### WHAT TO WORK ON
Reproduce every one of the rows below verbatim.

[Detection annotation rows]
>>>

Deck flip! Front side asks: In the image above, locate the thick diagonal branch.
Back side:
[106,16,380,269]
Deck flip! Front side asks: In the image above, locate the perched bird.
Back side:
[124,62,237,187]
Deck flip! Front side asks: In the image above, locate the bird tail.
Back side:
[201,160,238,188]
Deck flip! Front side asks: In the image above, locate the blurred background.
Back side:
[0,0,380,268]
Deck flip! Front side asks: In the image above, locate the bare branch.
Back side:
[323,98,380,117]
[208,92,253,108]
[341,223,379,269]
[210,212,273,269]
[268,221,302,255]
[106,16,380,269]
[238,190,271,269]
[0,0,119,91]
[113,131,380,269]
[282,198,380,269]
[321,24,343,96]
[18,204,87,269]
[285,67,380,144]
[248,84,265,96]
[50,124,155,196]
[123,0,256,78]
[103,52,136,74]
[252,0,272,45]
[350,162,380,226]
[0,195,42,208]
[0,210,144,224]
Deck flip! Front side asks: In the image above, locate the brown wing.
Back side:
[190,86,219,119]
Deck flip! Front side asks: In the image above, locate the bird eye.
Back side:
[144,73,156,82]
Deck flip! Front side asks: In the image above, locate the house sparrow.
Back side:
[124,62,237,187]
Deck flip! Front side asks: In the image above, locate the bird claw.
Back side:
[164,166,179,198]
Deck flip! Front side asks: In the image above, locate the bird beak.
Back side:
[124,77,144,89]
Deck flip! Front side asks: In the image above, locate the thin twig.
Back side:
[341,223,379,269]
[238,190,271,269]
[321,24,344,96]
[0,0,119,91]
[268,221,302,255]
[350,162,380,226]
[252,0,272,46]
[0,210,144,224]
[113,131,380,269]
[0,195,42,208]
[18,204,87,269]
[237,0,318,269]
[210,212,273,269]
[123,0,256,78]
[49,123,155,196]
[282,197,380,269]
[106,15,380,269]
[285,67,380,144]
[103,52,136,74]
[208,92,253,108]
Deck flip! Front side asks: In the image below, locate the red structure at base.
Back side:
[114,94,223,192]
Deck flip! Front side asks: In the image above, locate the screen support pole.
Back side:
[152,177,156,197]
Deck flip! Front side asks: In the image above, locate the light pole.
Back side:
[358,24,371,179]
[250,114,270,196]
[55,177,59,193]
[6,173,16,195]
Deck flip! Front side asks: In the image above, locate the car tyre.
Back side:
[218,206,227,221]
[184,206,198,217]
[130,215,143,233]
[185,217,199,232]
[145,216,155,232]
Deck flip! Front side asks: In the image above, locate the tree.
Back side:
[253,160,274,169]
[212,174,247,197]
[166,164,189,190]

<<<

### ANSWER TO THIS PROBLEM
Deck flip! Front side asks: In the image above, locate the thick diagonal branch.
Back side:
[106,16,380,269]
Deck flip! Front side asks: In the image above, locate the perched bird.
Back side:
[124,62,237,187]
Deck flip! Front side asks: In the image above, locate the bird tail.
Back side:
[201,160,238,188]
Deck flip! Front side asks: In the image above, locate the blurred background.
Back side:
[0,0,380,268]
Deck flip! Front side asks: In the image above, locate the bare branch.
Back side:
[323,98,380,117]
[208,92,253,108]
[341,223,379,269]
[210,212,273,269]
[268,221,302,255]
[106,16,380,269]
[238,190,271,269]
[0,0,119,91]
[113,131,380,269]
[282,198,380,269]
[321,24,343,96]
[18,204,87,269]
[285,67,380,144]
[248,84,265,96]
[50,124,155,196]
[123,0,256,78]
[103,52,136,74]
[252,0,272,45]
[350,162,380,226]
[0,195,42,208]
[0,210,144,224]
Deck flip! Front side asks: In the image above, locate the brown wing.
Back side:
[190,86,219,119]
Deck flip! Front side asks: In the image above, locate the bird eye.
Back side:
[144,73,156,82]
Deck flip! Front side asks: In the image above, locate the house sparrow.
Back side:
[124,62,237,187]
Deck flip! Front side asks: In the image above, locate the bird claw.
Back side:
[164,166,179,198]
Deck flip! Front side asks: In the image above, locate the bird beak.
Back side:
[124,77,144,89]
Deck flip! Front side asks: In the image above, locate the thin twig.
Back side:
[341,223,379,269]
[238,190,271,269]
[321,24,344,96]
[0,0,119,91]
[268,221,302,255]
[350,162,380,226]
[252,0,272,46]
[0,210,144,224]
[113,131,380,269]
[0,195,42,208]
[18,204,87,269]
[237,0,318,269]
[210,212,273,269]
[123,0,256,78]
[49,123,155,196]
[282,197,380,269]
[106,15,380,269]
[285,67,380,144]
[103,52,136,74]
[208,92,253,108]
Deck flip! Front side asks: In the image below, locate the red structure at base.
Back side:
[114,94,223,192]
Deck flip! Front side asks: In the image above, locate the screen support pole.
Back side:
[152,177,156,197]
Deck flip! Front side asks: In the image above, locate the light pole.
Back side:
[358,24,371,179]
[250,114,270,196]
[55,177,59,193]
[6,173,16,195]
Deck flip! Front side asks: In the image above, locate the car tyre.
Back side:
[218,206,227,221]
[184,206,198,217]
[130,215,143,233]
[185,217,199,232]
[145,216,155,232]
Deck flip! Front side asks: In the image above, locate the tree.
Back side:
[253,160,274,169]
[212,174,247,197]
[166,164,189,190]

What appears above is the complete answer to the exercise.